My child has not spoken to me in five and a half years. I believe they have good reason. I am in the wrong.

“Your task is not to seek for love, but merely to seek and find all the barriers within yourself that you have built against it.” (Attributed to Rumi)

If I apply the principle of shadow as guide–without needing my child to behave differently in any way–I welcome the feelings that hurt so much. I embrace them, layer by acid layer, and allow them to dissolve the barriers I have built against love within myself.

This is what I have been doing. It is taking a lot longer than paying my bills and meditating on my money shadow.

I welcome self-knowing. I welcome self-seeing. Just like I did with the bill I owed. I have less arrogance as a mother; I do not feel I have been a particularly fierce mother except in the negative sense. But I am still alive. Healing is still possible. Relationships are eternal. There is a deeper, wider, fully dimensional web of connection holding us both, my child and me. It is always there for us, but we have to cry out for it.

This shadow too guides me to the realm of refuge.

What is Refuge?

The term “refuge” comes from Buddhism.

It does not mean an easy out. Seeking and taking refuge is not a cop-out.

It is sort of a cop-in. It means opting in to the shadow’s teaching, the self-knowing and self-seeing that make healing and wholeness possible. Including in the way I hope I have described adequately to become a web of connection holding you as well as myself.

——

REQUIRED TASK 1: Write out everything in the reflection on refuge from "This is what" down to "realm of refuge.".
REQUIRED TASK 2:
Answer these questions using the reflection on refuge:
(a) How long has the writer's child not spoken to the writer?
(b) To whom is the quotation about seeking the barriers built against love attributed?
(c) From which tradition does the term "refuge" come?

[Data listing]

——

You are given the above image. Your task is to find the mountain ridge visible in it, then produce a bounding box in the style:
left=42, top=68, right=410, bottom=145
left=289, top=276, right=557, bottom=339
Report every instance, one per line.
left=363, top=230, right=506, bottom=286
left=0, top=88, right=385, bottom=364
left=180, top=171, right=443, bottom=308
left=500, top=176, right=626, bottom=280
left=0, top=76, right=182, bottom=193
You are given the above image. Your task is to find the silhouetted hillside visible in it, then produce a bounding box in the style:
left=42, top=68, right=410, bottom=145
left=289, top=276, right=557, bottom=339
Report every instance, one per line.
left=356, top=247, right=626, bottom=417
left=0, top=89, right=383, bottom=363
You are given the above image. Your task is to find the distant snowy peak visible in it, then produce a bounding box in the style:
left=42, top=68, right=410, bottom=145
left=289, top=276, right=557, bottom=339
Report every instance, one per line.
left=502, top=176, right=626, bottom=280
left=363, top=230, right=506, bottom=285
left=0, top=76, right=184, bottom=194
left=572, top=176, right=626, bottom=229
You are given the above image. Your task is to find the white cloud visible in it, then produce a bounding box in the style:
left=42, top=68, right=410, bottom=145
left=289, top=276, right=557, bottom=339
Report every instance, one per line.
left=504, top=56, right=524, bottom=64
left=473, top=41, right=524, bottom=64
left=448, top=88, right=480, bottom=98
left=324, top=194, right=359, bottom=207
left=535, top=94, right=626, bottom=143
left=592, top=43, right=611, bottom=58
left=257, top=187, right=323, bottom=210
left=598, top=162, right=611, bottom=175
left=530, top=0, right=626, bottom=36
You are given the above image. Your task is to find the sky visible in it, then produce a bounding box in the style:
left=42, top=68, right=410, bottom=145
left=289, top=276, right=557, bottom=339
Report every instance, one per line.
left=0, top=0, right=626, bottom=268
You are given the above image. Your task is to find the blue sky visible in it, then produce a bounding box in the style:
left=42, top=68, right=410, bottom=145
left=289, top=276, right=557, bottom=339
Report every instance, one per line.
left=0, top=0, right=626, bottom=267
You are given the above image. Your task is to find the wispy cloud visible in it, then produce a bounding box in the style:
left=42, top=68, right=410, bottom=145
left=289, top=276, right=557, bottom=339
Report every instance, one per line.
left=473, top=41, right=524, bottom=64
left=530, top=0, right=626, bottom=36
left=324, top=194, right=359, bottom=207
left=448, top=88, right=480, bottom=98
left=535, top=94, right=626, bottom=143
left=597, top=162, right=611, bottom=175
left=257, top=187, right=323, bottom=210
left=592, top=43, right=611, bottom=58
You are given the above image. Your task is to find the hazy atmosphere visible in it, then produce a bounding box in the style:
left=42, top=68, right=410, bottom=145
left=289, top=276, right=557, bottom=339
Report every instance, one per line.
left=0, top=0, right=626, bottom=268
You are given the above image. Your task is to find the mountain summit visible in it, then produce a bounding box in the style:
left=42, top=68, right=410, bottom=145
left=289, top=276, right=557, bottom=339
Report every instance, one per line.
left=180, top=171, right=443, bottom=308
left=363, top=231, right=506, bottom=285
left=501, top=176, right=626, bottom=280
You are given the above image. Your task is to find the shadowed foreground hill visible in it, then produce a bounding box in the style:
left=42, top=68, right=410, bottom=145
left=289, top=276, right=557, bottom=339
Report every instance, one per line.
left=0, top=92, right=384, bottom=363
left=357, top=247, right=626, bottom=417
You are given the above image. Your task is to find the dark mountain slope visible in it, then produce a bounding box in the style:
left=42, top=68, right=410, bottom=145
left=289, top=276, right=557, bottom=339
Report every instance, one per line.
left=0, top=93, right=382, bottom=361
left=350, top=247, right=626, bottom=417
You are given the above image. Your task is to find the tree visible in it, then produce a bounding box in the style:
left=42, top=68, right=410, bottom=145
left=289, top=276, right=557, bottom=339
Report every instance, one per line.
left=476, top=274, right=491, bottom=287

——

FULL SOLUTION 1:
This is what I have been doing. It is taking a lot longer than paying my bills and meditating on my money shadow.

I welcome self-knowing. I welcome self-seeing. Just like I did with the bill I owed. I have less arrogance as a mother; I do not feel I have been a particularly fierce mother except in the negative sense. But I am still alive. Healing is still possible. Relationships are eternal. There is a deeper, wider, fully dimensional web of connection holding us both, my child and me. It is always there for us, but we have to cry out for it.

This shadow too guides me to the realm of refuge.

FULL SOLUTION 2:
(a) Five and a half years.
(b) Rumi.
(c) Buddhism.